Patent Publication Number: US-2023162963-A1

Title: Efficient and stable secondary ion extraction apparatus

Description:
FIELD 
     The present disclosure relates to the technical field of ion mass spectrometry, in particular to an efficient and stable secondary ion extraction apparatus. 
     BACKGROUND 
     Secondary ion mass spectrometry is a very sensitive surface analysis instrument, secondary ions are generated on the surface of a sample by sputtering primary ions with different energies on the surface of the sample, and the ions enter a mass analysis instrument through a secondary ion extraction system, so that surface substance analysis is realized. The analysis sensitivity can reach sub-ppm level, but the efficiency of generating secondary ions by sputtering a sample with primary ions is very low, and the key for realizing high sensitivity, high stability and high precision of an instrument is to realize high-efficiency and stable extraction of the secondary ions. 
     In practice, on one hand, the surface of a sample is difficult to be completely flat, and then analysis precision may be affected; and on the other hand, an immersion lens in an extraction lens adsorbs the sample, and after long-time adsorption and accumulation, the adsorbed sample falls onto the surface of a sample again, so that a wrong analysis result is generated. 
     SUMMARY 
     The present disclosure aims to overcome at least one of the defects in the prior art, and provides an efficient and stable secondary ion extraction apparatus, which can reduce influence of surface roughness of a sample on an analysis result, and can relieve adsorption of the sample on the tip of a traditional extraction electrode, thereby realizing stable and efficient extraction of ions and ensuring the reliability of data. 
     The present disclosure utilizes the following technical solutions: 
     an efficient and stable secondary ion extraction apparatus comprises a sample target, a primary ion optical unit, a secondary ion extraction unit, an electronic gun, an ion lens and an ion deflection unit; the primary ion optical unit is used for generating primary ions, and the primary ions are sputtered to the sample target to generate secondary ions;   the secondary ion extraction unit is used for extracting the secondary ions generated by the sample target;   the electronic gun is used for neutralizing charges accumulated on the surface of a sample when secondary positive ions are analyzed;   the ion lens is used for focusing the secondary ions from the secondary ion extraction unit; and the ion deflection unit is used for carrying out low-aberration deflection on the focused secondary ions.   

     In any one of the above possible implementation manners, further provided is an implementation manner that a sample is adhered to the sample target, and the surface layer of the sample target is plated with gold for electric conduction. 
     In any one of the above possible implementation manners, further provided is an implementation manner that the secondary ion extraction unit comprises a first extraction electrode and a second extraction electrode; and 
     the sample target, the first extraction electrode and the second extraction electrode are successively arranged; an extraction lens is formed on the first extraction electrode, the second extraction electrode and the surface of the sample to extract the secondary ions; the first extraction electrode is parallel to the sample target, the first extraction electrode applies low voltage, a uniform weak electric field is formed between the first extraction electrode and the sample target, and a small hole for the secondary ions to pass through is formed in the middle of the first extraction electrode; and   the second electrode applies high voltage, and an immersion lens is formed on the second electrode and the surface of the sample to provide voltage difference for secondary ion extraction.

Your task:
Could you carry on the patent description of the secondary ion extraction apparatus, starting right after its last sentence?

Raw data:
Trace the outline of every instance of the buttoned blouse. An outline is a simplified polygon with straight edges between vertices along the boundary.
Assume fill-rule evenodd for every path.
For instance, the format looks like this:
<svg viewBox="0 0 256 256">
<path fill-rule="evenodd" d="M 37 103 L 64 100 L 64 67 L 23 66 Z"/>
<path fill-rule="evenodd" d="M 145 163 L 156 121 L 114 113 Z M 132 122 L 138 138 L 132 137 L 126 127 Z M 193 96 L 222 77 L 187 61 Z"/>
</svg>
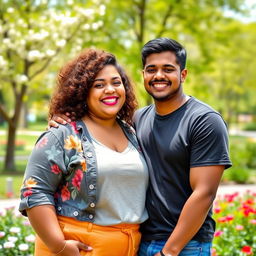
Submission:
<svg viewBox="0 0 256 256">
<path fill-rule="evenodd" d="M 118 119 L 128 140 L 140 148 L 132 127 Z M 83 121 L 44 132 L 29 157 L 19 210 L 54 205 L 57 215 L 93 222 L 97 204 L 97 162 Z"/>
</svg>

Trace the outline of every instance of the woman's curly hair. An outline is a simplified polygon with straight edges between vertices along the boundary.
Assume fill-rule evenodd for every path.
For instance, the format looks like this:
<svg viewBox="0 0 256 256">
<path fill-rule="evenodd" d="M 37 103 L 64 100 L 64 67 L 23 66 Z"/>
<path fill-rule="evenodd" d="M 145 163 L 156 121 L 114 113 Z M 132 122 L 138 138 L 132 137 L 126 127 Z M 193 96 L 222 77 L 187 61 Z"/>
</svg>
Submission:
<svg viewBox="0 0 256 256">
<path fill-rule="evenodd" d="M 86 99 L 89 89 L 99 71 L 106 65 L 115 66 L 121 76 L 126 92 L 126 101 L 120 109 L 118 117 L 131 124 L 133 113 L 137 107 L 131 81 L 113 54 L 95 49 L 85 50 L 60 70 L 57 87 L 50 101 L 49 118 L 67 112 L 76 120 L 85 116 L 88 112 Z"/>
</svg>

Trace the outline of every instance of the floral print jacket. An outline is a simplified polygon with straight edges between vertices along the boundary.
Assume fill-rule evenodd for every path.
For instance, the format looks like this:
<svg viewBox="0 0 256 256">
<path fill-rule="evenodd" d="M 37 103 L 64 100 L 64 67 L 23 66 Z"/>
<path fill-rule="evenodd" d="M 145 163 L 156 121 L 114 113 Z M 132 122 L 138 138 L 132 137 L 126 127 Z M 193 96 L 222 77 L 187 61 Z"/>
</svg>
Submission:
<svg viewBox="0 0 256 256">
<path fill-rule="evenodd" d="M 134 130 L 119 120 L 129 141 L 139 149 Z M 21 188 L 19 210 L 54 205 L 56 213 L 93 222 L 97 204 L 97 163 L 83 121 L 44 132 L 30 155 Z"/>
</svg>

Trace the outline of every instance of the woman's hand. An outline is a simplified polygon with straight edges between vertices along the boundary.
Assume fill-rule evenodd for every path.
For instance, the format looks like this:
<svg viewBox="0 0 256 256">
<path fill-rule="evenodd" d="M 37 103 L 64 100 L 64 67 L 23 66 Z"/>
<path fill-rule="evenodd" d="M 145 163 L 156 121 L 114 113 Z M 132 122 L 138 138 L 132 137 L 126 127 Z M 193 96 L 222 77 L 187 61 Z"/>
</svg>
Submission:
<svg viewBox="0 0 256 256">
<path fill-rule="evenodd" d="M 91 251 L 92 247 L 75 240 L 66 240 L 63 248 L 57 252 L 56 256 L 81 256 L 80 250 Z"/>
</svg>

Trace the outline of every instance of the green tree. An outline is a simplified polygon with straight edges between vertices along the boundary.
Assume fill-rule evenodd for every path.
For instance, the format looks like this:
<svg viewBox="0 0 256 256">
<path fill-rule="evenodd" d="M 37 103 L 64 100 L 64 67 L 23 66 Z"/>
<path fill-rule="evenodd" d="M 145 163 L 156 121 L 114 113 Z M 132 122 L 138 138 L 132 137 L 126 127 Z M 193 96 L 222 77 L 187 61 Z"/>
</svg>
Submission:
<svg viewBox="0 0 256 256">
<path fill-rule="evenodd" d="M 8 124 L 5 170 L 15 170 L 18 122 L 24 99 L 36 77 L 77 34 L 90 29 L 88 23 L 98 24 L 93 22 L 100 10 L 86 8 L 82 2 L 74 4 L 68 1 L 66 8 L 54 3 L 43 0 L 0 1 L 0 88 L 8 92 L 11 103 L 0 105 L 0 115 Z"/>
</svg>

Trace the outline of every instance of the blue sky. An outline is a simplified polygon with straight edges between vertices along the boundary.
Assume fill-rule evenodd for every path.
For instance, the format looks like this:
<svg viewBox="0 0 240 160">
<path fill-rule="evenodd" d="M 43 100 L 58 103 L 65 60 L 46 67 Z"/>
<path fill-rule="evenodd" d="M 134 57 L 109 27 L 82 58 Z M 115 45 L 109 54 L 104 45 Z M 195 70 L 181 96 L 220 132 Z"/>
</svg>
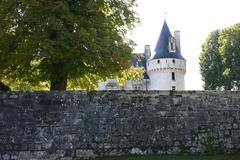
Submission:
<svg viewBox="0 0 240 160">
<path fill-rule="evenodd" d="M 239 6 L 239 0 L 138 0 L 141 24 L 130 33 L 137 43 L 135 52 L 143 52 L 144 45 L 149 44 L 154 54 L 166 12 L 170 31 L 181 32 L 182 55 L 187 60 L 186 89 L 201 90 L 201 46 L 211 31 L 240 23 Z"/>
</svg>

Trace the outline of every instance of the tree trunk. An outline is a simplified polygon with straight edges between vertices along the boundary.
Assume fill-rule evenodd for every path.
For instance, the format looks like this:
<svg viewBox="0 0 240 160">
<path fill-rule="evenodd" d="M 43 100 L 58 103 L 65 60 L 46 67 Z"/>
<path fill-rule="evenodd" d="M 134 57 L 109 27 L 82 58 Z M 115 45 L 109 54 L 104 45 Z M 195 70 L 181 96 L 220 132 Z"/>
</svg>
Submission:
<svg viewBox="0 0 240 160">
<path fill-rule="evenodd" d="M 67 89 L 67 76 L 62 72 L 63 63 L 53 64 L 50 91 L 65 91 Z"/>
</svg>

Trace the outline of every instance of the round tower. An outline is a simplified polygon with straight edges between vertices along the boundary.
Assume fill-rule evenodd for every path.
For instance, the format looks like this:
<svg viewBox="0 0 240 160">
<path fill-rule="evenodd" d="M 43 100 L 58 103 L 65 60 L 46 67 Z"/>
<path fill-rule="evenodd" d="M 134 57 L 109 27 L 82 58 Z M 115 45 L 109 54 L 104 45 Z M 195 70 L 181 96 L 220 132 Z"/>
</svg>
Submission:
<svg viewBox="0 0 240 160">
<path fill-rule="evenodd" d="M 150 78 L 149 90 L 184 90 L 186 60 L 181 55 L 180 32 L 172 36 L 164 21 L 155 55 L 147 62 L 147 74 Z"/>
</svg>

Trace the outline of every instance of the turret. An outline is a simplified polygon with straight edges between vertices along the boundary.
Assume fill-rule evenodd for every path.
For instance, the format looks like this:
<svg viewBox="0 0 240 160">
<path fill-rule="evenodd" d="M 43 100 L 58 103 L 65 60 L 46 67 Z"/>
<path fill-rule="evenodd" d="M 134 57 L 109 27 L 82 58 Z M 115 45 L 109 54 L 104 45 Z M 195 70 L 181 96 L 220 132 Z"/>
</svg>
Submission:
<svg viewBox="0 0 240 160">
<path fill-rule="evenodd" d="M 155 55 L 147 62 L 149 90 L 184 90 L 186 60 L 181 55 L 180 32 L 172 36 L 164 21 L 155 48 Z"/>
</svg>

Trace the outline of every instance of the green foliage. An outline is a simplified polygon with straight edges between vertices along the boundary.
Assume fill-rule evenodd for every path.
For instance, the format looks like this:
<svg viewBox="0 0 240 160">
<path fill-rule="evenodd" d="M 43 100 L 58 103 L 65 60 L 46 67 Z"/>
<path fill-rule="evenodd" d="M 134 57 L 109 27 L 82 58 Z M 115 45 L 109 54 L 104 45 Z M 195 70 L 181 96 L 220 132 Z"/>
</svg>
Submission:
<svg viewBox="0 0 240 160">
<path fill-rule="evenodd" d="M 209 34 L 200 54 L 205 89 L 240 89 L 240 24 Z"/>
<path fill-rule="evenodd" d="M 223 64 L 219 53 L 220 31 L 216 30 L 209 34 L 206 42 L 202 45 L 200 53 L 200 72 L 203 78 L 204 89 L 216 89 L 222 86 Z"/>
<path fill-rule="evenodd" d="M 10 91 L 10 87 L 0 81 L 0 91 Z"/>
<path fill-rule="evenodd" d="M 118 82 L 123 85 L 127 80 L 138 80 L 144 73 L 144 68 L 130 67 L 117 75 Z"/>
<path fill-rule="evenodd" d="M 220 52 L 229 86 L 240 89 L 240 24 L 226 28 L 220 36 Z"/>
<path fill-rule="evenodd" d="M 0 74 L 33 86 L 82 82 L 128 67 L 135 0 L 3 1 Z M 90 76 L 89 76 L 90 75 Z"/>
</svg>

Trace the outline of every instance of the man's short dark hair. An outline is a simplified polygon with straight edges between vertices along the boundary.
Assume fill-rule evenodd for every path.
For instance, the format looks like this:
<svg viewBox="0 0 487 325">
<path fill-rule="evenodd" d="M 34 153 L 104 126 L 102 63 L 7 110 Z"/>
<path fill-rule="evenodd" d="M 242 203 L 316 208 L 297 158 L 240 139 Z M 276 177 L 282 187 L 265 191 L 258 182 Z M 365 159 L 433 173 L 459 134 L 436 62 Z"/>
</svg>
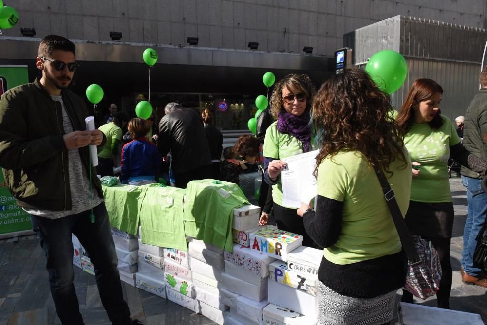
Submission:
<svg viewBox="0 0 487 325">
<path fill-rule="evenodd" d="M 74 54 L 76 46 L 73 42 L 59 35 L 48 35 L 39 45 L 39 57 L 49 57 L 56 50 L 69 51 Z"/>
</svg>

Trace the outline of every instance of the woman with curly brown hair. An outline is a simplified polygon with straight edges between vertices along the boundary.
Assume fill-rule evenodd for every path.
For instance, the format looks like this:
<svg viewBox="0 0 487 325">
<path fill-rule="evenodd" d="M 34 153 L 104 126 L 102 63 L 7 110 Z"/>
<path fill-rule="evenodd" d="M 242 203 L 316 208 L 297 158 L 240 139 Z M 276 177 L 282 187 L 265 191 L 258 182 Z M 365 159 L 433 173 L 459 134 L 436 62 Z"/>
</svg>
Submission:
<svg viewBox="0 0 487 325">
<path fill-rule="evenodd" d="M 298 213 L 325 248 L 318 275 L 321 324 L 389 324 L 405 283 L 406 261 L 374 169 L 383 172 L 405 213 L 409 157 L 391 107 L 387 95 L 357 68 L 325 82 L 315 98 L 321 148 L 316 210 L 303 203 Z"/>
<path fill-rule="evenodd" d="M 311 102 L 315 87 L 305 74 L 289 74 L 274 86 L 271 112 L 277 121 L 271 124 L 264 140 L 264 180 L 272 185 L 273 210 L 279 229 L 303 235 L 303 245 L 313 246 L 295 208 L 283 206 L 281 173 L 283 158 L 312 149 Z M 262 214 L 260 224 L 267 223 Z"/>
<path fill-rule="evenodd" d="M 405 221 L 412 235 L 431 242 L 438 252 L 442 276 L 437 303 L 438 307 L 449 309 L 452 273 L 450 240 L 454 214 L 447 162 L 451 157 L 481 174 L 485 174 L 487 162 L 464 147 L 451 121 L 440 114 L 443 93 L 441 86 L 434 80 L 416 80 L 396 120 L 405 133 L 404 144 L 414 167 Z M 402 301 L 413 302 L 412 295 L 404 290 Z"/>
</svg>

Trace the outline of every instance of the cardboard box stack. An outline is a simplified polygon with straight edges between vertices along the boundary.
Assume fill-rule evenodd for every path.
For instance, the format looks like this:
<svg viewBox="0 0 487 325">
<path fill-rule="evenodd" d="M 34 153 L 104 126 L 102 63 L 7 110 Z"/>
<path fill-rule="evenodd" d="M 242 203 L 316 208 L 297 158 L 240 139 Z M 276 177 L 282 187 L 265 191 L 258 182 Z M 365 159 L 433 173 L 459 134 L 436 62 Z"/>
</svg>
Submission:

Output for this exercise:
     In any one of the above possible implementation manners, further provided is an implementation manner that the primary ion optical unit comprises an ion source, a lens, a deflection plate and micropores which are arranged successively; and the ion source generates primary ions, the primary ions are positive ions or negative ions, and focusing of which is realized by passing through the lens, the deflection plate and the micropores successively, and the primary ions are sputtered to the sample on the sample target to generate secondary ions. 
     In any one of the above possible implementation manners, further provided is an implementation manner that one surface of the first extraction electrode is a flat plate while the other surface is an annular protrusion; and the flat plate surface corresponds to the sample target, an oblique plane formed by the annular protrusion is parallel to the top surface of the electronic gun and the top surface of the ion source, a duct is formed in the annular protrusion, and electrons emitted by the electronic gun and the primary ions generated by the ion source reach the sample on the sample target through the duct.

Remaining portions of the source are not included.